### Aufgabe a
Wie lässt sich der Absatz im Textauszug über Faschingsbälle, der mit „Der nächste Entwicklungsschritt“ beginnt, kürzer als Liste fassen, ohne seine Hauptfakten zu verlieren?

### Textauszug
◆ ◆ ◆ ◆ ◆ ◆ ◆
Der nächste Entwicklungsschritt waren die Schülerbälle im Festsaal. Anfang der 80er gab in meiner Geburtstadt noch jedes der fünf Gymnasien seinen eigenen Ball, dazu kam der BDKJ-Ball, auf dem es so richtig abging (Bund der deutschen katholischen Jugend, kein Witz). Zu dieser Entwicklung gehörte dann auch der Kampf mit den Eltern, auf wie viele von diesen Bällen ich gehen und wie lange ich bleiben durfte. Die Wahl des Kostüms schwankte zwischen den beiden Zielen, möglichst unerkannt zu bleiben und so attraktiv wie möglich zu wirken. Der jahreszeitliche Vorteil: Zu Fasching ließ die gestrenge Frau Mama tatsächlich mehr nackte Tochterhaut zu als im Hochsommer. Nur dass ich auf die daraus resultierenden Avancen der jungen Burschen komplett hilflos reagierte (da ich Gekicher oder Zickerei saudoof fand, verlegte ich mich auf normale Konversation – ein echter Abturner, wie sich herausstellte).
Als ich dann ins Alter für die erwachsenen Faschingsbälle kam, war ich zum einen bereits von der Muffelei infiziert, zum anderen hatte der Niedergang der Faschingskultur eingesetzt. Meine Eltern erzählen, dass heute von den einst Dutzenden Faschingsbällen in allen tanztauglichen Sälen der Provinzstadt noch genau einer übrig ist.
◆ ◆ ◆ ◆ ◆ ◆ ◆
### Aufgabe b
Welche Zeilen enthalten das Wort „mower“? Wähle jede davon aus und gib sie vollständig wieder. Groß- und Kleinschreibung zählt.

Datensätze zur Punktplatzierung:
◆ ◆ ◆ ◆ ◆ ◆ ◆
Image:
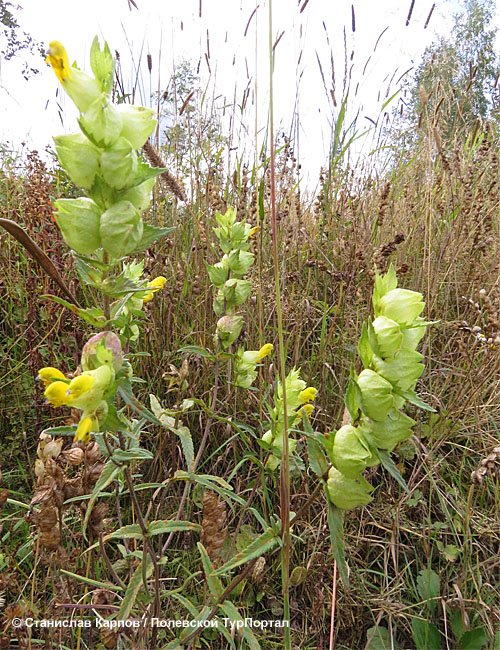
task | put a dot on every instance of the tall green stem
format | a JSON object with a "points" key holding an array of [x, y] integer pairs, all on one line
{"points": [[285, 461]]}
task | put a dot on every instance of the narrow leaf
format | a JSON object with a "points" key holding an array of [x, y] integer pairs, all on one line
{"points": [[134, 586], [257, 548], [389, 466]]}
◆ ◆ ◆ ◆ ◆ ◆ ◆
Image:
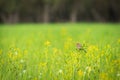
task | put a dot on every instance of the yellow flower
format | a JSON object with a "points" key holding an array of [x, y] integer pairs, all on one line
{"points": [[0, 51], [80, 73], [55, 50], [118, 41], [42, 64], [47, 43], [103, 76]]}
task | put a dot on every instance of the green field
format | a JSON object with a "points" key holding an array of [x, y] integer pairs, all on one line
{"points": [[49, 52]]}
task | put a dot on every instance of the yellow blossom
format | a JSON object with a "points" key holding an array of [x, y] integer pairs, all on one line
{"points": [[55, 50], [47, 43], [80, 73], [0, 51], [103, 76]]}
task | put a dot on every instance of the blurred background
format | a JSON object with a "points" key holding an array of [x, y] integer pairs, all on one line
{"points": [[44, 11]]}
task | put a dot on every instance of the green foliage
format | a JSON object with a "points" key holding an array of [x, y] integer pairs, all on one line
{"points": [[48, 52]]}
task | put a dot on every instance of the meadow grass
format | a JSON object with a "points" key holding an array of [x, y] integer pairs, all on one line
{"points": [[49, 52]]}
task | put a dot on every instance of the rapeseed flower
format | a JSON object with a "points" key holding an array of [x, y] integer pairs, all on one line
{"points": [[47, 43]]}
◆ ◆ ◆ ◆ ◆ ◆ ◆
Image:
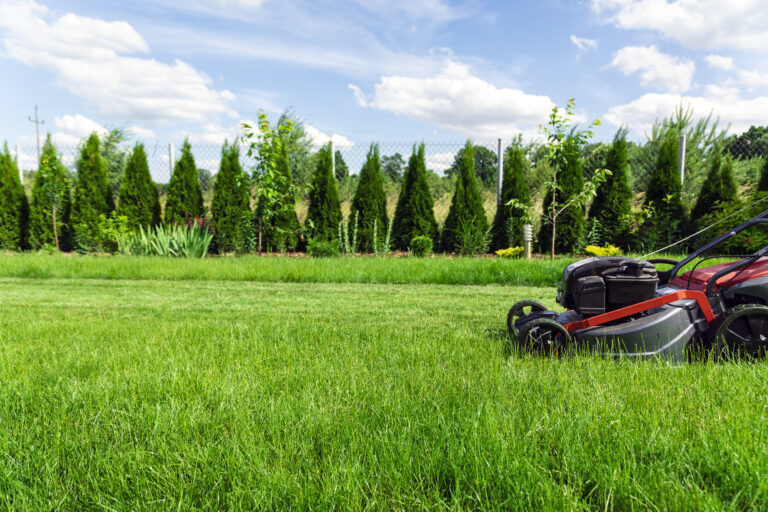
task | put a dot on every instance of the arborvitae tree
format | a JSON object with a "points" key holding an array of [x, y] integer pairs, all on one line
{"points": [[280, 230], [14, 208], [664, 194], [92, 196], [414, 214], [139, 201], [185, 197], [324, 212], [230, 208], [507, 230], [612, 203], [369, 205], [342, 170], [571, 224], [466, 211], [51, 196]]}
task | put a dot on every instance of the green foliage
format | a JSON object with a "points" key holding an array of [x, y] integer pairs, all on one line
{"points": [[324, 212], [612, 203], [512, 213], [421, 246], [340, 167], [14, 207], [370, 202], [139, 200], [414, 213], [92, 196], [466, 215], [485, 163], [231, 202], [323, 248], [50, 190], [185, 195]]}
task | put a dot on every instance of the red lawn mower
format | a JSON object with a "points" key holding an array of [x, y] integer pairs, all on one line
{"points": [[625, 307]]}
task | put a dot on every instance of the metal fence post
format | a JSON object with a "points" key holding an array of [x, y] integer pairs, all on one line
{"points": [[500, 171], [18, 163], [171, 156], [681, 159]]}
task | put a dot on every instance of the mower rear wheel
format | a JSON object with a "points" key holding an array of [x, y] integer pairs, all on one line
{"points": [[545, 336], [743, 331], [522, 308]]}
◆ ◆ ◆ ◆ ◆ ◆ ◆
### Schriftliche Antwort a
- Nächster Entwicklungsschritt: Schülerbälle im Festsaal.
- Anfang der 80er gab in der Geburtsstadt jedes der fünf Gymnasien einen eigenen Ball. Dazu kam der BDKJ-Ball (Bund der deutschen katholischen Jugend), auf dem es richtig abging.
- Mit den Eltern wurde darum gekämpft, wie viele Bälle besucht werden durften und wie lange.
- Beim Kostüm schwankte die Wahl zwischen zwei Zielen: möglichst unerkannt bleiben und möglichst attraktiv wirken.
- Zu Fasching erlaubte die strenge Mutter mehr nackte Haut als im Hochsommer.
- Auf die Avancen der jungen Burschen folgte nur hilflose normale Konversation statt Gekicher oder Zickerei. Das erwies sich als Abturner.

### Schriftliche Antwort b
task | put a dot on every instance of the red lawn mower
task | put a dot on every instance of the mower rear wheel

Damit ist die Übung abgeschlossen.